►

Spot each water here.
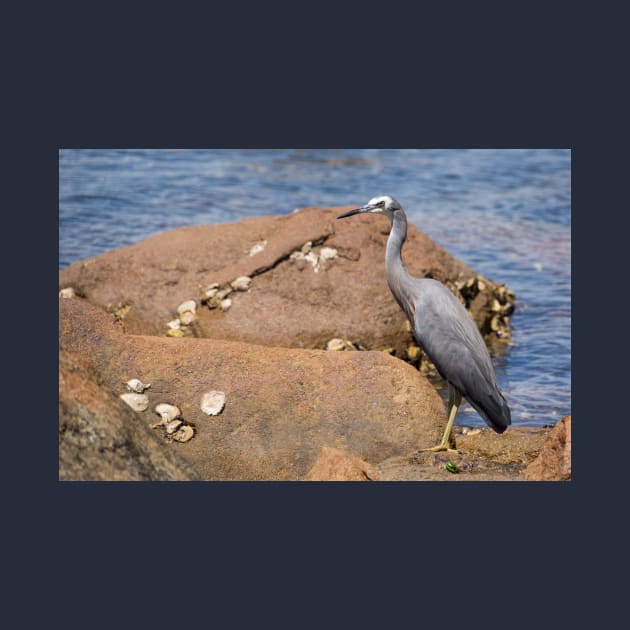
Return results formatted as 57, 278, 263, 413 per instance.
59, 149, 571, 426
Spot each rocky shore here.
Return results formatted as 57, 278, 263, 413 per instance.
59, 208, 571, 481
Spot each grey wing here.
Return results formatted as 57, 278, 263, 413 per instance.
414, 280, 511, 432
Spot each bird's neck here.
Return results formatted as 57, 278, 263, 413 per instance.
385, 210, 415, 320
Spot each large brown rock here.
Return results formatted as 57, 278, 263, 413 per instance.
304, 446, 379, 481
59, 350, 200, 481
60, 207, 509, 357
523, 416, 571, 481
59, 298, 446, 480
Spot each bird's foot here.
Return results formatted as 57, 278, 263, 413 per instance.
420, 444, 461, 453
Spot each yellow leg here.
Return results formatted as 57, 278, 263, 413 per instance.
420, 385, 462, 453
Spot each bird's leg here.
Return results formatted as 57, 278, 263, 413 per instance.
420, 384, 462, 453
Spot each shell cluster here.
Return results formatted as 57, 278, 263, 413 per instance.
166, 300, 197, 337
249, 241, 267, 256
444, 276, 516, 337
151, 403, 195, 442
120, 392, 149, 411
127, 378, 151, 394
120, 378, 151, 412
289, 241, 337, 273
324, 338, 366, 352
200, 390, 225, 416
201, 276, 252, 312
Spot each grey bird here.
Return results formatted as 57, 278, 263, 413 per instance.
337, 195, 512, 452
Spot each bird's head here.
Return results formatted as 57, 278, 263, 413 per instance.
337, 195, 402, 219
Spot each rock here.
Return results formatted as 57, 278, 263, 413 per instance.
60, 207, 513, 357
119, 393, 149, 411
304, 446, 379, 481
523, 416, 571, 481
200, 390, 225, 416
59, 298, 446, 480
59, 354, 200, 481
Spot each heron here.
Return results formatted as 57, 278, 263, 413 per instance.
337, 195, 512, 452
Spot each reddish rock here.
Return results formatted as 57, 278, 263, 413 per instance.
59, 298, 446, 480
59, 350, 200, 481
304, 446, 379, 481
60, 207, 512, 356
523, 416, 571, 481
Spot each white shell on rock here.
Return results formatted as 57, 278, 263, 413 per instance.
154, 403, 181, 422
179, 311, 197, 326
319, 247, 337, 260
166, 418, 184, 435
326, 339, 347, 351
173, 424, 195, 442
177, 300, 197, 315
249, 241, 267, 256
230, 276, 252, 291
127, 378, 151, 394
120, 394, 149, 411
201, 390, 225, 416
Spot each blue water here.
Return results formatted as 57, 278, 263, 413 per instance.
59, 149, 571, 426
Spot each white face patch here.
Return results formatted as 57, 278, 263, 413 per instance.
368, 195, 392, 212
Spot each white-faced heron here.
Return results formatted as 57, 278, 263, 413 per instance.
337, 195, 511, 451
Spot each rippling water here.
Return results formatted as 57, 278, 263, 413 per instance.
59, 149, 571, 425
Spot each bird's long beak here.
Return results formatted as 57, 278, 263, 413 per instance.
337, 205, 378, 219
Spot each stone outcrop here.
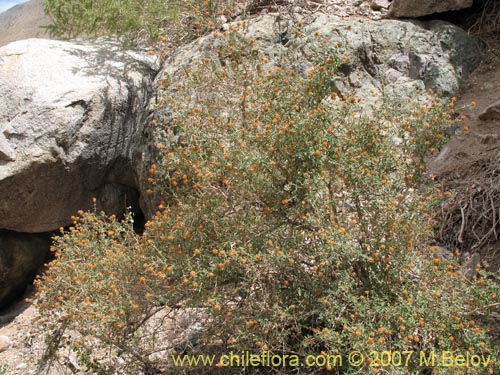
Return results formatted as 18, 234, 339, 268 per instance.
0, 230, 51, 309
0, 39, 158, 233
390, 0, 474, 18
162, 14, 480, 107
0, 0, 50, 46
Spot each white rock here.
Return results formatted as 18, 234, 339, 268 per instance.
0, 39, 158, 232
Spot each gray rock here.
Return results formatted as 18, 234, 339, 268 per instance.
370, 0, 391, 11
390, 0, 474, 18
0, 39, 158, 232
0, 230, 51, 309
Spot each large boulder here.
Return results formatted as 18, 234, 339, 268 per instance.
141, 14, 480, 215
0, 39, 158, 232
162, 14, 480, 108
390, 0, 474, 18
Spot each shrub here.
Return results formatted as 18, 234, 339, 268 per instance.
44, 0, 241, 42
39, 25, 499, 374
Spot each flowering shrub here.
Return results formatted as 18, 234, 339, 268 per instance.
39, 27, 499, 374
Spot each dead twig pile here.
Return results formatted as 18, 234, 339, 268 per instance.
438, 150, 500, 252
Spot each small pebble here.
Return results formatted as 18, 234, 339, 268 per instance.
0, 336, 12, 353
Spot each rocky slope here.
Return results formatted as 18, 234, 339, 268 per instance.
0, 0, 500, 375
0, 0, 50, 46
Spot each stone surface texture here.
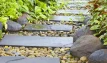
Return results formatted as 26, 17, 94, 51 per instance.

◄

WHAT THE EXERCISE ASKS: Retype every one of the entries above exactly, leaving out the pictures.

IN RESPONSE:
Spot each water here.
Return results formatted as 57, 278, 263, 413 per instance.
59, 149, 571, 426
Spot each rocky shore here.
Return results formatted as 57, 278, 263, 413 per instance.
59, 208, 571, 481
Spot each grey wing here.
Return results formatted as 57, 278, 263, 413 per instance.
414, 280, 511, 432
Spot each bird's neck here.
Return results formatted as 57, 278, 263, 413 per instance.
385, 210, 415, 320
Spot each large brown rock here.
Return results formatted as 57, 278, 263, 413 per instance.
304, 446, 379, 481
59, 350, 200, 481
60, 207, 509, 357
523, 416, 571, 481
59, 298, 446, 480
Spot each bird's foot here.
Return results formatted as 57, 278, 263, 413 per instance.
420, 444, 461, 453
Spot each yellow leg here.
Return results formatted as 57, 278, 263, 413 per instance.
420, 385, 462, 453
Spot each bird's leg here.
Return results formatted as 57, 278, 263, 413 per instance.
420, 384, 462, 453
Spot each shell cluster here.
Return results formatted as 57, 278, 263, 413 per instance.
166, 300, 197, 337
249, 241, 267, 256
444, 276, 516, 337
151, 403, 195, 442
120, 392, 149, 411
127, 378, 151, 394
120, 378, 151, 412
289, 241, 337, 273
324, 338, 366, 352
200, 390, 225, 416
201, 276, 252, 312
Spot each grey bird here.
Return results formatted as 57, 278, 263, 413 per instance.
337, 195, 512, 452
Spot each bird's head here.
Return results formatted as 57, 278, 263, 413 per instance.
337, 195, 402, 219
Spot each rock here.
Return results formatted as 57, 278, 263, 413 per instance.
60, 207, 513, 357
119, 393, 149, 411
304, 446, 379, 481
523, 416, 571, 481
200, 390, 225, 416
59, 298, 446, 480
59, 354, 200, 481
Spot each heron here.
Return results formatted as 57, 278, 263, 413 per instance.
337, 195, 512, 452
Spot each reddish rock here.
Return results formatted as 57, 278, 263, 413 per instance.
59, 298, 446, 480
59, 350, 200, 481
304, 446, 379, 481
60, 207, 512, 356
523, 416, 571, 481
Spot each white shell on rock here.
Return results formatted as 57, 278, 263, 413 per instance.
154, 403, 181, 422
179, 311, 197, 326
319, 247, 337, 260
166, 418, 184, 435
326, 339, 347, 351
173, 424, 195, 442
177, 300, 197, 315
249, 241, 267, 256
230, 276, 252, 291
127, 378, 151, 394
120, 394, 149, 411
201, 390, 225, 416
Spot each blue water here.
Return results formatted as 57, 278, 263, 413 per instance.
59, 149, 571, 426
Spot each white face patch here.
Return results formatted as 57, 278, 263, 413 per instance.
368, 195, 392, 212
Spot each white-faced heron here.
Return results formatted as 57, 278, 263, 413 per instance.
337, 195, 511, 451
Spot each rippling water here.
Return results formatted as 57, 278, 263, 413 per instance.
59, 149, 571, 425
Spot each bird's long beak here.
Return results formatted as 57, 278, 263, 413 per instance.
337, 205, 378, 219
Spot each stone outcrop here.
Return results formatted as 18, 234, 339, 268 per instance.
0, 230, 51, 309
0, 39, 158, 233
390, 0, 474, 18
162, 14, 480, 107
0, 0, 50, 46
Spot each white rock here.
Return results formatted as 18, 234, 339, 268 per instance.
0, 39, 158, 232
Spot each gray rock here.
Return results formatted as 18, 234, 339, 268 per instance.
370, 0, 391, 11
390, 0, 474, 18
0, 39, 158, 232
0, 230, 51, 309
Spot each large boulder here.
Return results formatted as 18, 234, 339, 268 per instance.
141, 14, 480, 215
0, 39, 158, 232
162, 14, 480, 108
390, 0, 474, 18
Spot each shrub here.
Return results formatted as 18, 234, 339, 268 per instance.
44, 0, 241, 42
39, 25, 499, 374
Spot each flowering shrub here.
Return results formatted as 18, 234, 339, 268 per instance.
39, 27, 499, 374
Spot each dead twig pile here.
Return results formatted as 18, 234, 339, 268 per instance.
438, 150, 500, 252
Spot each small pebble here.
Return results formatted as 18, 234, 339, 268 per instance.
0, 336, 12, 353
Spot each rocky slope here.
Return results formatted as 18, 234, 339, 268 per instance.
0, 0, 500, 375
0, 0, 50, 46
Spot each stone surface texture here.
Return results formatted as 26, 17, 94, 51 per instance.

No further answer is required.